Task requirements
Rewrite the stretch from the line containing "vegetation shown in the photograph." through the line containing "[70,47,90,54]", both ends included, increasing every bounding box coordinate in the answers by 103. Leave all other wording in those lines unchanged.

Dataset records
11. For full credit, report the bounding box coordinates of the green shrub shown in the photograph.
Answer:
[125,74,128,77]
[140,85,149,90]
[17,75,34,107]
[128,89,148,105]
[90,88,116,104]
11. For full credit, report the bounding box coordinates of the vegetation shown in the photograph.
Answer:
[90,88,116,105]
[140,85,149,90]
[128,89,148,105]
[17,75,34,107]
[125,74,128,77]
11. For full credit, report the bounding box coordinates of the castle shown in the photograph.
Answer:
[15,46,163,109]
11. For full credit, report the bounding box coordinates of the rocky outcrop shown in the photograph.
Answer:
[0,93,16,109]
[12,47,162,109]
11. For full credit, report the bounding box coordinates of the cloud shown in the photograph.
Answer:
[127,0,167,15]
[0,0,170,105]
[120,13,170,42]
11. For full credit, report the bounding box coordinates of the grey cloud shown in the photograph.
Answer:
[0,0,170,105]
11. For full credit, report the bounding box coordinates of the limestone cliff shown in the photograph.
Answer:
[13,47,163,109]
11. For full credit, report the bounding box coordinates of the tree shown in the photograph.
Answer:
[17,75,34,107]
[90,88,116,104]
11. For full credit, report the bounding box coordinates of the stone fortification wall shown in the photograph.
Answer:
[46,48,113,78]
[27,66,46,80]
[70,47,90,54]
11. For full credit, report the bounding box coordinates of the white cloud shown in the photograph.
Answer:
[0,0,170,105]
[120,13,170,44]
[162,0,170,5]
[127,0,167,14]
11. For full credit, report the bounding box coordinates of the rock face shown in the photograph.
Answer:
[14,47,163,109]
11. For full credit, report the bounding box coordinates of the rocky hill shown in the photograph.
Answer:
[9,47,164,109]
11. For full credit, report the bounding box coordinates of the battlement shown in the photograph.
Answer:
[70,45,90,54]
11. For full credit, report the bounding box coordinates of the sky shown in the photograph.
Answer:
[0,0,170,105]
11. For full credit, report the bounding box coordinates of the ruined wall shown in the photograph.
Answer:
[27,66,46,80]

Output for this task
11. For full credit, report the bounding box coordinates of the vegetation shown in the photograph.
Answer:
[193,191,219,208]
[243,188,252,193]
[231,192,251,208]
[120,178,137,210]
[228,177,231,180]
11. For full credit, report the bounding box coordinates of the castle shown in the photograph.
Answer:
[118,149,266,212]
11. For full credit, report the bounding box coordinates of the rocky outcrop shown in the photograph.
Answer:
[103,196,119,212]
[115,150,265,212]
11. For full credit, report the bounding box coordinates of the cloud shown in the photograph.
Answer:
[230,103,270,118]
[103,103,273,208]
[223,116,273,145]
11. For full credit, report the bounding box coordinates of the grey cloud shown in the photograph.
Answer:
[103,103,273,208]
11. For full credit, report the bounding box coordinates of the limestone cliff shown in the photograph.
Answer:
[116,150,266,212]
11. For full credit, report the bounding box coordinates of the tree shown in the photograph.
Answer:
[120,178,137,210]
[193,191,219,207]
11. For full credit, report the bounding box coordinates of the stone fortification wall shown in the photograph.
Answer:
[149,151,216,181]
[130,169,149,183]
[173,150,193,157]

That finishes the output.